◆ About this exercise: Starting at the first line below, copy through to the last line exactly.
*** Opening Task inputs ***
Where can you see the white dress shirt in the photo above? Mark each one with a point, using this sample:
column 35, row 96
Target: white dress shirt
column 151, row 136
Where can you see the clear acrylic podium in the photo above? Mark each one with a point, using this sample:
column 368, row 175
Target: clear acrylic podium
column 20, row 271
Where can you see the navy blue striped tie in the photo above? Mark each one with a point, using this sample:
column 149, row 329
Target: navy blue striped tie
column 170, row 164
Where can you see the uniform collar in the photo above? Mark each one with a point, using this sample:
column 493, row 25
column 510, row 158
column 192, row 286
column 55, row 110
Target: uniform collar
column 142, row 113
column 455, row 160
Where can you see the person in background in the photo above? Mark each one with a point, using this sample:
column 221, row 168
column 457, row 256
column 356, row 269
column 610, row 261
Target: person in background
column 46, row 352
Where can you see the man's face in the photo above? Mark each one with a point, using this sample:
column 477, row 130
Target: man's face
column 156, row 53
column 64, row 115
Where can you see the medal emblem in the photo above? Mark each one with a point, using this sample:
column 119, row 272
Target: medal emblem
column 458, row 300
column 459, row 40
*** Closing Task inputs ***
◆ Written answer:
Where can you see the white dress shirt in the photo above? Mark each one with a point, using this sample:
column 35, row 96
Target: white dress shirt
column 151, row 136
Where can you see the clear acrylic podium in the photo above? Mark each one with a point, using this sample:
column 368, row 175
Target: clear acrylic podium
column 20, row 271
Where can you see the navy blue striped tie in the photo above? Mark each one with a point, using this sample:
column 149, row 329
Target: navy blue striped tie
column 170, row 164
Where can you see the uniform collar in the photo above? Mark each one with a point, using this sample:
column 493, row 25
column 510, row 158
column 192, row 286
column 55, row 110
Target: uniform collar
column 142, row 113
column 455, row 160
Where can you see the person in background in the photo above? Mark each one with a point, using this sample:
column 221, row 168
column 457, row 256
column 356, row 269
column 610, row 261
Target: person in background
column 46, row 352
Where can you see the man's face in the photo above? Mark each one with a point, using this sample:
column 477, row 130
Target: man's face
column 156, row 53
column 64, row 115
Where can you see the medal emblem in the photo above? Mark each one with a point, using this sample:
column 119, row 272
Target: medal emblem
column 458, row 300
column 459, row 40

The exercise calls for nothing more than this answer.